▶ **Work to complete**
Repeat the lines beginning at the one with "Practice. Place a marker on each instance of the water" and running to the end of the material, keeping the first and last of them, exactly as they appear.

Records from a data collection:
##############################
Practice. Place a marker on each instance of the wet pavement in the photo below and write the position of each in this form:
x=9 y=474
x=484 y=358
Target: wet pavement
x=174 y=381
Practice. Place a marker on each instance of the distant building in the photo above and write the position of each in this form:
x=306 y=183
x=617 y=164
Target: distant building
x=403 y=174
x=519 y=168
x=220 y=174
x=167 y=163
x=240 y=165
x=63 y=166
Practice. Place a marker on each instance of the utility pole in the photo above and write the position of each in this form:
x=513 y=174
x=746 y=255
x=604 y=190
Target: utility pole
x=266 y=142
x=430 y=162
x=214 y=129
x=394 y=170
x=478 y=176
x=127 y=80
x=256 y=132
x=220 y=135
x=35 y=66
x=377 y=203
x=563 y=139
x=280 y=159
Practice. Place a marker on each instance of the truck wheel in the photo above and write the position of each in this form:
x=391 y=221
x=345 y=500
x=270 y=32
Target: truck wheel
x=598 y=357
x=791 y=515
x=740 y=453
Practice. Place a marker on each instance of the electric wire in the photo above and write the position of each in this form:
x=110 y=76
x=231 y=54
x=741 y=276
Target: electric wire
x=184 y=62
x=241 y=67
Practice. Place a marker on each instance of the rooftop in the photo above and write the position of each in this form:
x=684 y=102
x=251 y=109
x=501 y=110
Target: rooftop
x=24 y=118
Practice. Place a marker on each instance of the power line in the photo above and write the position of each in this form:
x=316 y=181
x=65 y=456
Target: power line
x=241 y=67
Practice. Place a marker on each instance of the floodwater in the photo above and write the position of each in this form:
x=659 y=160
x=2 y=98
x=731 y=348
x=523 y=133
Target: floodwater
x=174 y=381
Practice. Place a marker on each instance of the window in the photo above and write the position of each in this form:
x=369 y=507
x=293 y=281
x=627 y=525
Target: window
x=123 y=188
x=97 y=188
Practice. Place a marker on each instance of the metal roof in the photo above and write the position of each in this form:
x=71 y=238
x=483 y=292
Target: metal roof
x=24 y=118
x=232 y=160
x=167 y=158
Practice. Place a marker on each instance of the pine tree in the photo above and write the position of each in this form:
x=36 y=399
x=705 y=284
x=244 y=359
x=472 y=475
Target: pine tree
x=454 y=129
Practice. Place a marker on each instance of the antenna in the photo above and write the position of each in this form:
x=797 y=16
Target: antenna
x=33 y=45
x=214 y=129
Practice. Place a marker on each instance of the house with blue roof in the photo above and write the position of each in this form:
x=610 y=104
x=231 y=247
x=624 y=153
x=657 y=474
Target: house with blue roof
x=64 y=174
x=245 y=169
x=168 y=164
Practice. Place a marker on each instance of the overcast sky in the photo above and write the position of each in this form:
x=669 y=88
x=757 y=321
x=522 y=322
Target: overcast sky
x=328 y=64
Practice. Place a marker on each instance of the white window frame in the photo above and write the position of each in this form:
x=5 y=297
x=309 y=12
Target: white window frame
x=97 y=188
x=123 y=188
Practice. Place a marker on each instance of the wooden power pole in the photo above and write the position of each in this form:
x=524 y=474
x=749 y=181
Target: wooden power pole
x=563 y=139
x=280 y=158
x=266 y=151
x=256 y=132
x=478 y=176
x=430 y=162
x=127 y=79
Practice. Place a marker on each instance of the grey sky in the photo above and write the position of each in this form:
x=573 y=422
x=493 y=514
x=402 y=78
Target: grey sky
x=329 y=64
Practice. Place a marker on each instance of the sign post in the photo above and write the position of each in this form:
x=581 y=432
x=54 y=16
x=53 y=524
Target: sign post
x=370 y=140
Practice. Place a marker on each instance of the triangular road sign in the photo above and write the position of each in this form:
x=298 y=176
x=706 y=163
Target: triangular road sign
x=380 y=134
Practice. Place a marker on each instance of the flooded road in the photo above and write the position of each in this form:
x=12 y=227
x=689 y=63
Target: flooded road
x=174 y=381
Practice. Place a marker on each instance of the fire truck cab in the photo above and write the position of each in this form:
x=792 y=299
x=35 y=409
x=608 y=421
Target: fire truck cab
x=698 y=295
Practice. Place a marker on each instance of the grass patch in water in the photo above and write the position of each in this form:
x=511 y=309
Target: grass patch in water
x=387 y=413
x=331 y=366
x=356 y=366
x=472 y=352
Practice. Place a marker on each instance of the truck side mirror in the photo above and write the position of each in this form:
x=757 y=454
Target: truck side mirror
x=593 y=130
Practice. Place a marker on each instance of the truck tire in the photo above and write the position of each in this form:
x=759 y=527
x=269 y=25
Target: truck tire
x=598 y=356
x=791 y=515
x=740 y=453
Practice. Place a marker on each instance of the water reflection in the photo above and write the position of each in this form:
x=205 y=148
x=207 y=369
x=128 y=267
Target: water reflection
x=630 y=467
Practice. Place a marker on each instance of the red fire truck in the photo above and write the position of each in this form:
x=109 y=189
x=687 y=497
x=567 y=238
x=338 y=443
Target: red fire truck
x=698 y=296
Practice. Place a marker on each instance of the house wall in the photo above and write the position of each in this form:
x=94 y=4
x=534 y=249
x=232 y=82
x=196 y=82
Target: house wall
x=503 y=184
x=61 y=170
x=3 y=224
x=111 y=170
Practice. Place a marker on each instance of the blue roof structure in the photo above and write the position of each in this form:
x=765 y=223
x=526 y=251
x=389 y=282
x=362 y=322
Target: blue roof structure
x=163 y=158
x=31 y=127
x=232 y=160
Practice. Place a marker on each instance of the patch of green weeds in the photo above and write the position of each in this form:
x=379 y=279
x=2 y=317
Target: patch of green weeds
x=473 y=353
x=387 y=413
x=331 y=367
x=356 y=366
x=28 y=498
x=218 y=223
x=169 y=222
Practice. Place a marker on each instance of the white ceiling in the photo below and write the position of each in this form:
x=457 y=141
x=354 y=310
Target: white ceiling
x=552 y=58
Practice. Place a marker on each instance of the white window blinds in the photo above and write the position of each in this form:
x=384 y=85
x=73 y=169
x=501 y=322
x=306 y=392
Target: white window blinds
##############################
▶ **Answer to this problem**
Practice. Place a marker on each instance of the water reflection in the photo above and write the position of each in this form:
x=205 y=148
x=207 y=369
x=128 y=267
Target: water reflection
x=630 y=467
Practice. Place a marker on each instance of the red fire truck in the photo above and write the position of each in this form:
x=109 y=189
x=687 y=497
x=567 y=238
x=338 y=443
Target: red fire truck
x=698 y=296
Practice. Place a marker on each instance of the house wall in the photo above and write the position of each in this form:
x=94 y=4
x=534 y=249
x=232 y=82
x=196 y=82
Target: house wall
x=503 y=184
x=61 y=170
x=3 y=224
x=111 y=170
Practice. Place a marker on each instance of the blue roof structure in the photo above and write the position of each in this form:
x=765 y=223
x=526 y=251
x=389 y=282
x=362 y=322
Target: blue roof structure
x=163 y=158
x=31 y=127
x=232 y=160
Practice. Place a marker on each instance of the patch of green weeds in the photo above and write the position of each in this form:
x=379 y=279
x=2 y=317
Target: patch of green weeds
x=473 y=353
x=387 y=413
x=331 y=367
x=356 y=366
x=28 y=498
x=218 y=223
x=169 y=222
Practice. Place a marker on each instance of the white ceiling in the photo below and write the position of each in this form:
x=457 y=141
x=354 y=310
Target: white ceiling
x=552 y=58
Practice. Place a marker on each instance of the white window blinds in the photo above and write the position of each in this form:
x=384 y=85
x=73 y=169
x=501 y=322
x=306 y=392
Target: white window blinds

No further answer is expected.